# To be done
Format the lines of the items below as a numbered list, leaving out any blank lines.

Segmentation annotation items:
[START]

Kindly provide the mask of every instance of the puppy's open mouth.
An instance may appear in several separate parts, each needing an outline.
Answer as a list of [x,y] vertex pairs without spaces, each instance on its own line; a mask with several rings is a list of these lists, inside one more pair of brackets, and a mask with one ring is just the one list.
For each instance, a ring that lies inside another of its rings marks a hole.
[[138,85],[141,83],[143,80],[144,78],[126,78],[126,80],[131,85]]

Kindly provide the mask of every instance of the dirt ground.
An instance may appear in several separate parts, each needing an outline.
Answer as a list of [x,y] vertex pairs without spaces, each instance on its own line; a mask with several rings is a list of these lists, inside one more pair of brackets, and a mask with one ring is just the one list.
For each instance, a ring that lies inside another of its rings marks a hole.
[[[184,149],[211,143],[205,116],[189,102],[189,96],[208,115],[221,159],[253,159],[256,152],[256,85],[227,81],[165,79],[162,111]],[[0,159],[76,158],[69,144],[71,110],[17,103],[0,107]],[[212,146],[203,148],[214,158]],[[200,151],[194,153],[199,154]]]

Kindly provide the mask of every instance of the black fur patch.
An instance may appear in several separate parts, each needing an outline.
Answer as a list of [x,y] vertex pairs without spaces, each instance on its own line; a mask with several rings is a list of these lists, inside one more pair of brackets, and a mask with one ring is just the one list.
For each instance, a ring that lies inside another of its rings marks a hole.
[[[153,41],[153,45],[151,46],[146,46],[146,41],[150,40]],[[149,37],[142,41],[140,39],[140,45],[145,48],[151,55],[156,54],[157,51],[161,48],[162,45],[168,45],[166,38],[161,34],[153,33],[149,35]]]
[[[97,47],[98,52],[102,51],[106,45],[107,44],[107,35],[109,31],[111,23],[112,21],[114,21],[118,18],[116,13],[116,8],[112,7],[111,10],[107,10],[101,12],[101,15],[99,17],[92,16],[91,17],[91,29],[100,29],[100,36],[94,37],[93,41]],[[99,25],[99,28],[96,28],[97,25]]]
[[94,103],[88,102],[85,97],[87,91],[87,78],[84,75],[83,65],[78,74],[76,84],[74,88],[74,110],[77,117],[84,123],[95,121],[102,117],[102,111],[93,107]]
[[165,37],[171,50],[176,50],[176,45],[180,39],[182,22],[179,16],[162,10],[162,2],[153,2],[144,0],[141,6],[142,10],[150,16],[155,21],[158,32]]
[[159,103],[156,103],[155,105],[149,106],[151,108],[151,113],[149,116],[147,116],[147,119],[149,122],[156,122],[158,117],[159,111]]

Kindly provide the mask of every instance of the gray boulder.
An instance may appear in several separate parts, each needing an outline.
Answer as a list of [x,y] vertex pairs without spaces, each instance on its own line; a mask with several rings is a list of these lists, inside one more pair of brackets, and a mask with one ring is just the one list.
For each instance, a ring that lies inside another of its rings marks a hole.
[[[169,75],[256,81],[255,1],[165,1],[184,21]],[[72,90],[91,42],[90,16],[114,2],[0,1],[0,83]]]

[END]

# Correct response
1. Kindly provide the mask of every instance of the puppy's open mouth.
2. An instance may appear in several separate parts, each needing an outline.
3. Answer as a list of [x,y] vertex pairs without spaces, each instance on its own line; a mask with several rings is a list of these lists, inside one more pair of brackets, and a mask with one ring is just the one list.
4. For each instance, a ring that lies inside another of its rings marks a hole.
5. [[138,85],[141,83],[143,80],[144,78],[126,78],[126,80],[131,85]]
6. Kindly provide the mask of every instance of the dirt ground.
7. An instance may appear in several separate parts, each needing an outline.
8. Answer as a list of [x,y] vertex pairs without spaces, each instance on its own line; a mask with several rings is a list of these lists, inside one more pair of brackets, and a mask with one ring is just the one list.
9. For each instance, a ring that lies inside another of its rings marks a hole.
10. [[[184,149],[211,143],[205,116],[189,102],[189,96],[208,115],[221,159],[253,159],[256,152],[256,85],[227,81],[165,79],[162,111]],[[0,159],[76,158],[69,144],[71,110],[17,103],[0,107]],[[212,146],[203,148],[214,158]],[[200,151],[194,153],[199,154]]]
11. Kindly provide the mask of every instance of the black fur patch.
12. An instance may appear in several separate parts, each needing an outline.
13. Answer as a list of [x,y] vertex pairs without spaces, each instance on its own line; a mask with several rings is a list of these lists, inside one more pair of brackets, and a mask with one ring is just the one list.
14. For each instance, a ring that lies inside another of its rings marks a hole.
15. [[[153,41],[153,45],[151,46],[146,46],[146,41],[150,40]],[[149,37],[142,41],[140,39],[140,45],[145,48],[151,55],[156,54],[157,51],[161,48],[162,45],[168,45],[166,38],[161,34],[153,33],[149,35]]]
16. [[[97,47],[98,52],[102,51],[106,45],[107,44],[107,35],[109,31],[111,23],[112,21],[114,21],[118,18],[116,13],[116,8],[112,7],[111,10],[107,10],[101,12],[101,15],[99,17],[92,16],[91,17],[91,29],[100,29],[100,36],[94,37],[93,41]],[[99,25],[99,28],[96,28],[97,25]]]
17. [[94,103],[88,102],[85,97],[87,91],[87,78],[84,75],[83,65],[78,74],[76,84],[74,88],[74,110],[77,117],[84,123],[95,121],[102,117],[102,111],[93,107]]
18. [[165,37],[171,50],[176,50],[176,45],[180,39],[182,22],[179,16],[162,10],[162,2],[153,2],[144,0],[141,6],[142,10],[150,16],[155,21],[158,32]]
19. [[159,103],[156,103],[155,105],[149,106],[151,108],[151,113],[149,116],[147,116],[147,119],[149,122],[156,122],[158,117],[159,111]]
20. Kindly provide the mask of every instance of the gray boulder.
21. An instance may appear in several separate parts, each needing an outline.
22. Answer as a list of [x,y] vertex pairs without spaces, each instance on its own line; a mask with several rings is a list of these lists, inside one more pair of brackets, and a mask with one ring is just the one list.
23. For each instance, a ring that lies inside another of its rings marks a hole.
24. [[[169,75],[256,81],[255,1],[165,1],[184,21]],[[72,90],[91,42],[90,16],[114,2],[0,1],[0,83]]]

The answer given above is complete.